Affidavits – Under Missouri residency guidelines, when a child is residing in the district with a parent who is not a property owner or leaseholder, the parent can apply for an affidavit to enroll their child in the district. The property owner signs a notarized document and must provide proof of residency. There are 151 students attending with an Affidavit.
It is important to note three things about these groups of students:
- The district continuously investigates all situations in which there is reason to suspect that a student is being fraudulently enrolled.
- Investigating these situations is a time-consuming and expensive process and should not be done unless reasonable doubt exists.
- Due to privacy laws, the district is not at liberty to identify for the public the specific situations that have made these students eligible to attend. Unfortunately, when the district is not forthcoming with private student information, the assumption is sometimes made that no legitimate reason exists.
There are two additional types of non-resident students.
Non-Resident Tuition-Paying Students (As Listed on the Monthly Enrollment Report)
As required by law, the only instance where the Ladue School District accepts non-resident students on a tuition basis is when the parents or guardians of these students either own, or will soon own, property in the district, although they currently live elsewhere. While the state requires that school districts allow these children to attend their schools, it also allows the district to charge tuition based on the its reported per pupil expenditure.
Ladue School District’s current non-resident enrollment count is 4 as of December 20, 2011, and breaks down as follows. Again, please note these are fluid numbers and change throughout the school year.
- Ladue Horton Watkins High School: There are 4 non-resident tuition students whose parents own property in the district, but live elsewhere.
Children of Staff Members While the district is not strictly required by law to allow students of non-resident staff members to attend Ladue Schools, it is a typical practice in Missouri to allow it. It is also important to note that under Missouri Revised Statute 168.151, the district is not allowed to charge teachers tuition for sending their children to district schools.
Following is a breakdown of non-resident staff member children in Ladue Schools:
|Children of Staff Members|
Students of staff members are placed in the elementary schools as space and staffing allows in order that additional classrooms and teachers are not required as a result of their presence.
Q: Is the Ladue School District “top heavy” in administrators? Update: 2/9/2012
A: The following chart reflects the administrative staff of districts in the area with a single high school and somewhat similar student enrollment.
|Central Office Administrators||9||10||9||11||11|
|High School Enrollment (All 1 HS)||1221||848||1709||1780||1309|
|High School Administrators||4||4||9||6||8|
|Middle School Enrollment||929||601||605/600||616/495||659/343|
|Middle School Administrators||4||3||3||3||4|
|Elementary Schools (# of schools)||4||3||5||6||5|
|Elementary School Administrators||5||3||6||7||5|
Q: What is the history and projections for growth in Ladue School District enrollment?
A: All of this information can be found on the district’s Web site. Here is a direct link.
Q: How does Ladue School District compare with other school districts in per pupil expenditures and is this comparison important? Update: 2/9/2012
A: Following is a comparison of the eight schools with the highest per pupil expenditure in St. Louis County.

→ **Tasks and exercises**:
1. Rewrite everything from "As required by" down to "per pupil expenditure." in the school district text, replacing "tuition" with "fees".
2. Report how many lines of the records contain the string "monofilament", giving only the number.
The school district text and the records are unrelated material.

→ **Supplied material**:

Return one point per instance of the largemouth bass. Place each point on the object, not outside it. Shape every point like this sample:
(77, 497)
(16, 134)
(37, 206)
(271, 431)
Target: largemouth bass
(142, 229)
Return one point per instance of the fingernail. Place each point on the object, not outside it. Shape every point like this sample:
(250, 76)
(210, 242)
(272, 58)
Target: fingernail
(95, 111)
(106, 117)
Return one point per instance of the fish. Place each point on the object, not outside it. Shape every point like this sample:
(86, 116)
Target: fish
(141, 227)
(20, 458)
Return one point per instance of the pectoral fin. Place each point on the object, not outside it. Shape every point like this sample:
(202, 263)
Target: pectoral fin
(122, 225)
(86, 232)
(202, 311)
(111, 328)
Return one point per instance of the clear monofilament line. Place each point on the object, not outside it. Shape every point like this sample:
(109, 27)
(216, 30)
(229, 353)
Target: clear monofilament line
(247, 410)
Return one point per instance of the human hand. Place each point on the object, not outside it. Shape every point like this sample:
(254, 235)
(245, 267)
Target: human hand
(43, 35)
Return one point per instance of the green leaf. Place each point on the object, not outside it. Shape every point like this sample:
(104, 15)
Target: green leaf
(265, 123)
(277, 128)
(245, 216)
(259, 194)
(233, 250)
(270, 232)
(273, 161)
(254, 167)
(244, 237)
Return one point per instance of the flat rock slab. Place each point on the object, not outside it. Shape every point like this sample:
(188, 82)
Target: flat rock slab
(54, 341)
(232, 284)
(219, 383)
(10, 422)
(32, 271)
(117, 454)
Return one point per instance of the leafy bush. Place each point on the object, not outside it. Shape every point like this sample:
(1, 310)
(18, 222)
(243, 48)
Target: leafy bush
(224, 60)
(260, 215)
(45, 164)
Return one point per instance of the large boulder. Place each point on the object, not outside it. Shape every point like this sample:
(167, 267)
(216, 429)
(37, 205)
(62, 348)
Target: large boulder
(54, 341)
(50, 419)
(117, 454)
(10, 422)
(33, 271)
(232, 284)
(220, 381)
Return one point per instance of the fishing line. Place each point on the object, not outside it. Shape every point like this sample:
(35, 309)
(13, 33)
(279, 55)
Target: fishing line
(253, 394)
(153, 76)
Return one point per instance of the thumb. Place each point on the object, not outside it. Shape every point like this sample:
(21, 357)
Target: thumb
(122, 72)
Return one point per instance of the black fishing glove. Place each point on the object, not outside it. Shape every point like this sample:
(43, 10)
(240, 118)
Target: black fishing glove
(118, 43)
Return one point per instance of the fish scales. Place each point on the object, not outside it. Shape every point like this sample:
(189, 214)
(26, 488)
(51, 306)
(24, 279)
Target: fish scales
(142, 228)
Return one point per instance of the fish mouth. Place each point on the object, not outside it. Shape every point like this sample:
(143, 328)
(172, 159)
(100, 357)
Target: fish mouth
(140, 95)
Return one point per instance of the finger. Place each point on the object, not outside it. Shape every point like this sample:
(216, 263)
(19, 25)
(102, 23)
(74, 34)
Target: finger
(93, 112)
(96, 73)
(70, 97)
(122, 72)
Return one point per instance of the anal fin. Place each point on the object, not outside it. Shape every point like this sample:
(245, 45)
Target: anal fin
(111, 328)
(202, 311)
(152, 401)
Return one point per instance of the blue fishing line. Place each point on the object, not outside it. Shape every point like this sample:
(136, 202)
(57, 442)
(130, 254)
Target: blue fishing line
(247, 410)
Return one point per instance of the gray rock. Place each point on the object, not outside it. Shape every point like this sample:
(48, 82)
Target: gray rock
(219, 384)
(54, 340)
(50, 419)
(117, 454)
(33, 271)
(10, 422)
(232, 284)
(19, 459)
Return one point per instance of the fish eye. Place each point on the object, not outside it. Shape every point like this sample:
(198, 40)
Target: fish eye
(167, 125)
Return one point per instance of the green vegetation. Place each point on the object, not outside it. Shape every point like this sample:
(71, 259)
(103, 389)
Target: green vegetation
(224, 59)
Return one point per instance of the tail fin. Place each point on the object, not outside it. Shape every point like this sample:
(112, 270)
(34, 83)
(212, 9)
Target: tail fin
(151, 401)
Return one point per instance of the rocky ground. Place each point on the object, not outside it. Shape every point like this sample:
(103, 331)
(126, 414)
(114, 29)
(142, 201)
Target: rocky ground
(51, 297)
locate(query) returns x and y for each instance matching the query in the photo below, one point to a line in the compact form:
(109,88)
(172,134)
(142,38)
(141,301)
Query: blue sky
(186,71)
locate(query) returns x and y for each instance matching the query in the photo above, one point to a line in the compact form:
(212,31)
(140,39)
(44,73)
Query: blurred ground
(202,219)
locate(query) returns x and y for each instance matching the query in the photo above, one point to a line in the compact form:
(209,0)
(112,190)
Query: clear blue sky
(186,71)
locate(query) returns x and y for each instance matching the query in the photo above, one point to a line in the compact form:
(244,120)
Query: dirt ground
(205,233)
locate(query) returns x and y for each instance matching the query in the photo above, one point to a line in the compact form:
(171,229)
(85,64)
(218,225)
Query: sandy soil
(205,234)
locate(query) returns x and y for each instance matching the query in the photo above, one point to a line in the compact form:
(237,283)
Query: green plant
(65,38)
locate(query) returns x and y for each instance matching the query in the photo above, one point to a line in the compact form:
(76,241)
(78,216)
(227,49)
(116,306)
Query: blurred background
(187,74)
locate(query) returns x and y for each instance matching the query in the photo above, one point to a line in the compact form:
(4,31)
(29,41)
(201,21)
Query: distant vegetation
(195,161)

→ **Answers for the tasks**:
1.
As required by law, the only instance where the Ladue School District accepts non-resident students on a fees basis is when the parents or guardians of these students either own, or will soon own, property in the district, although they currently live elsewhere. While the state requires that school districts allow these children to attend their schools, it also allows the district to charge fees based on the its reported per pupil expenditure.

2. 2